◆ **Défis**:
A – Dans l'extrait présenté, remplacez « le désespoir » par « la résignation », puis recopiez le passage en partant de « Passé l’hébétement, l’horreur, l’angoisse, l’incompréhension, la » et en allant jusqu'à « meilleur en l’Homme. ».
B – D'après l'extrait présenté, à quelle date les journalistes et caricaturistes de Charlie Hebdo ont-ils rejoint les géants de la libre pensée ?

◆ **Extrait présenté**:
╭──
Billet invité.
« Certaines choses bénéficient des chocs ; elles prospèrent et croissent lorsqu’elles sont exposées à la volatilité, au hasard, au désordre, au stress et bénéficient de l’aventure, du risque et de l’incertitude. Mais, malgré l’omniprésence du phénomène, il n’y a pas de mot pour l’exact opposé de « fragile ». Appelons cela « antifragile ». L’antifragilité va au-delà de la résilience et de la robustesse. Ce qui est résilient résiste aux chocs et reste identique ; ce qui est antifragile devient meilleur. »(traduction libre de l’ouvrage de Nassim Nicholas Taleb, Antifragile : Things That Gain From Disorder)
Aujourd’hui, 10 janvier 2015, nous avons tous la gueule de bois. Ces derniers jours, c’est notre propre liberté qu’on a voulu assassiner. Notre liberté de pensée, notre liberté d’expression et notre liberté de presse. Outre l’atteinte grave à ces symboles, n’oublions pas que ces derniers jours, c’est aussi et surtout le droit à la vie, le droit suprême entre tous, qui a été foulé aux pieds. Et n’oublions pas qu’au-delà les frontières, des innocents sont massacrés chaque jour par ces mêmes idéologues obscurantistes. Enfin, soyons particulièrement conscients que ce sont aujourd’hui les Musulmans qui paient le plus lourd tribut à l’extrémisme dans leurs propres sociétés.
Passé l’hébétement, l’horreur, l’angoisse, l’incompréhension, la rage, la douleur et la tristesse, il nous faudra absolument refuser le désespoir. Il nous faut parler et agir. Dès à présent. Car face au néant, la parole et l’action libèrent ce qu’il y a de meilleur en l’Homme.
L’étoffe fraternelle de la société française, de la France, porteuse des idéaux des Droits de l’Homme et de la Liberté et le tissu même de l’Humanité toute entière qui en est l’héritier, sont déchirés en leur cœur. A nous maintenant de retisser, un à un, les maillons qui nous relient, pour ne laisser aucun espace à l’extrémisme et à la haine.
Par une chance inouïe, la liberté de pensée, la liberté d’expression et la liberté de la presse sont « antifragiles ». L’histoire l’a prouvé à maintes reprises. Enfermez un rebelle, 100 rebelles se dressent. Brûlez un livre, 100 livres sont écrits. Pourchassez la résistance, elle se fortifie davantage. Muselez la presse, elle prospère sous le manteau. Les Hommes meurent, mais pas leurs idées. Elles sont éternelles.
Les héros de la libre pensée et de la liberté sont connus, ainsi que leurs « faits de plume ». Nous sommes assis sur les épaules de ces géants, qu’ont rejoint le 7 janvier les journalistes et caricaturistes de Charlie Hebdo.
╰──
◆ **Lignes de données**:
╭──
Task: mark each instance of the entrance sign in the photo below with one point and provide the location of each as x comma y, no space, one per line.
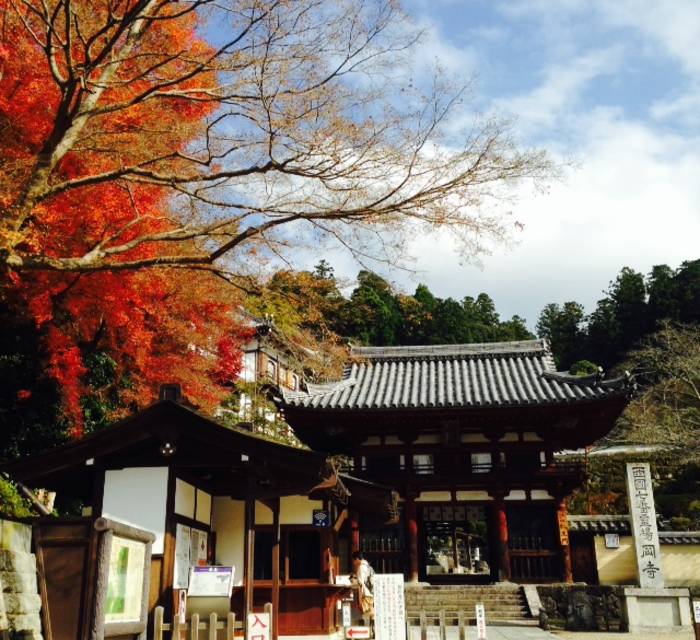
480,622
563,528
389,606
646,536
258,627
211,581
612,540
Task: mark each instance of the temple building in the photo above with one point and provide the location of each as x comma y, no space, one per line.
467,435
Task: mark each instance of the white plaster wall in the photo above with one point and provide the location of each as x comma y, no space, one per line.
138,496
203,507
184,498
473,495
228,518
434,496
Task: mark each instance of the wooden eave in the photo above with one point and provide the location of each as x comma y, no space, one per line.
224,461
560,425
╰──
◆ **Corrigés détaillés**:
A –
Passé l’hébétement, l’horreur, l’angoisse, l’incompréhension, la rage, la douleur et la tristesse, il nous faudra absolument refuser la résignation. Il nous faut parler et agir. Dès à présent. Car face au néant, la parole et l’action libèrent ce qu’il y a de meilleur en l’Homme.

B – Le 7 janvier.